Location identification entries:
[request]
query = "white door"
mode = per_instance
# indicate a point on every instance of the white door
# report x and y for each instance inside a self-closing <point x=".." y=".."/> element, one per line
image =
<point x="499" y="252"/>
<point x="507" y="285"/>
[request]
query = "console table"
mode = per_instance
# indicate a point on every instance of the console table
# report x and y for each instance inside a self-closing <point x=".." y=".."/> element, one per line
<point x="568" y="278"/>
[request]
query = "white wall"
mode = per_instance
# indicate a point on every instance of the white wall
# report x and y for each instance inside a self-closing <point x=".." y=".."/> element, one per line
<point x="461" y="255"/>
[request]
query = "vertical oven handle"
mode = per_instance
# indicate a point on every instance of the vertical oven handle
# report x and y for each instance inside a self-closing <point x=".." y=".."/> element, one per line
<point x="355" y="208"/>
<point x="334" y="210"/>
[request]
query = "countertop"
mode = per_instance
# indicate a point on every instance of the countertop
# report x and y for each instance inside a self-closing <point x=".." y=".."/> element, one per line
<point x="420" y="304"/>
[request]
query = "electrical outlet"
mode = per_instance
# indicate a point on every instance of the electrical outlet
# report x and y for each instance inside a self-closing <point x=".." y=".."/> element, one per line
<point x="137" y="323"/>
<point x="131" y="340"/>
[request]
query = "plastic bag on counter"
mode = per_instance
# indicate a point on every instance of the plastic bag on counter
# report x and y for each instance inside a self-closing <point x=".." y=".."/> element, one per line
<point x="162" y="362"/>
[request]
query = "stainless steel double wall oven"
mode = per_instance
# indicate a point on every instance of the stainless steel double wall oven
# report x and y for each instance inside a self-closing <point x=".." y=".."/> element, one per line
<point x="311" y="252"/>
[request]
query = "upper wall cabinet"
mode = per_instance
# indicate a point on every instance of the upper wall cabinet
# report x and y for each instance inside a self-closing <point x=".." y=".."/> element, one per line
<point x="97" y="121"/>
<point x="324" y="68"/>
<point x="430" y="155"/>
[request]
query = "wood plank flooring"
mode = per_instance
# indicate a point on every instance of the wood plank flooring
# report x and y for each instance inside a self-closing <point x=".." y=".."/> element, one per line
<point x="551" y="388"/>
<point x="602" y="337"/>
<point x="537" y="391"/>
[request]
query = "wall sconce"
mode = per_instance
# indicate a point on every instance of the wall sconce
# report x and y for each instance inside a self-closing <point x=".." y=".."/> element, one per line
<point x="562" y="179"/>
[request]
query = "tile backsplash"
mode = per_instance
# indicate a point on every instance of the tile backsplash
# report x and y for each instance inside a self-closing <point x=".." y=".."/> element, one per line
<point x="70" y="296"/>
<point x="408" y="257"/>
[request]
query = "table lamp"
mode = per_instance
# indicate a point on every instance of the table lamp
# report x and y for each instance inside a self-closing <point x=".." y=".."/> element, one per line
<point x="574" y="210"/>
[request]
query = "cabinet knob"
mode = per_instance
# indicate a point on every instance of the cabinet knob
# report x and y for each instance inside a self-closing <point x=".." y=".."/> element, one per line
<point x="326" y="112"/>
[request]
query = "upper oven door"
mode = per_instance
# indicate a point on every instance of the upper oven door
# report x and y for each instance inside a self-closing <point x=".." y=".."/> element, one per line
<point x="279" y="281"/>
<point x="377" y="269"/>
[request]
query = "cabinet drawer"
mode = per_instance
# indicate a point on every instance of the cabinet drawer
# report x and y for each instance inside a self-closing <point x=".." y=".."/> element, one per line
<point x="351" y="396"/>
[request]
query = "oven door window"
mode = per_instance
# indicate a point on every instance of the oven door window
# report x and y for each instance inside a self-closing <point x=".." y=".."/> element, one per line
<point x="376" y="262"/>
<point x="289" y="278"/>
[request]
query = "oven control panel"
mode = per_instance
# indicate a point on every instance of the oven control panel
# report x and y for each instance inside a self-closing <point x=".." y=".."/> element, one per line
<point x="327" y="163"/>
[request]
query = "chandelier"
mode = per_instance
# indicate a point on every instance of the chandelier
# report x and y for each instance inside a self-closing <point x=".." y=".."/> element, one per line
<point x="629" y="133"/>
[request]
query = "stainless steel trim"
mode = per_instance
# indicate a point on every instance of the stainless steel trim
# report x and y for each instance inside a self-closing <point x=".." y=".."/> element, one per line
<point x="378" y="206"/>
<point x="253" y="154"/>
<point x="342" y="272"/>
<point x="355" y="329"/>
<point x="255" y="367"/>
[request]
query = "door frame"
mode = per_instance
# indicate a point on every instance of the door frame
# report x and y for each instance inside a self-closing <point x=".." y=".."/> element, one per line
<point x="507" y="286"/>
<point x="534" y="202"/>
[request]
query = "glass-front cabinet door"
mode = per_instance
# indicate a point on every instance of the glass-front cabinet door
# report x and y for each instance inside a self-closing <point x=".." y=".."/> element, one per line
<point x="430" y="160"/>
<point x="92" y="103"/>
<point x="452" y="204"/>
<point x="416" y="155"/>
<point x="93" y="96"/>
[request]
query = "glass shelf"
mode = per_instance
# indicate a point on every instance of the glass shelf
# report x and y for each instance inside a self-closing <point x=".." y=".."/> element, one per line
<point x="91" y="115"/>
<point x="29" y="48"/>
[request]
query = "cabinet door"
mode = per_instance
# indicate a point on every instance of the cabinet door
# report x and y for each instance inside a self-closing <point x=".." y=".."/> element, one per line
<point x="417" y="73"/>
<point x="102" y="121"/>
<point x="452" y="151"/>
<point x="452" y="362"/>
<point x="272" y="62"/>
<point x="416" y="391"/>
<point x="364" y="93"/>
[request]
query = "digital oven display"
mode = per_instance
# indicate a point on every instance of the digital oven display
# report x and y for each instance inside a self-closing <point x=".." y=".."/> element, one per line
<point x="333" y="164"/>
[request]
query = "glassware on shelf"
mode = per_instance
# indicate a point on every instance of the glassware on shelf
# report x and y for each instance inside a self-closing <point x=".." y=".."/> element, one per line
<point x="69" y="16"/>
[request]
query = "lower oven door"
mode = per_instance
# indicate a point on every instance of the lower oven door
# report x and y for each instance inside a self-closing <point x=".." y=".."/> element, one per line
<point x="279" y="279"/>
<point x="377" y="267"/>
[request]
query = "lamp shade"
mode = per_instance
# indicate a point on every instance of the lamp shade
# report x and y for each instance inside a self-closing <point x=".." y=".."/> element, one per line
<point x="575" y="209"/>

TASK DETAILS: Give the number of lines in the material above that contain the string "front". Reply with the number alone.

SOLUTION BELOW: 2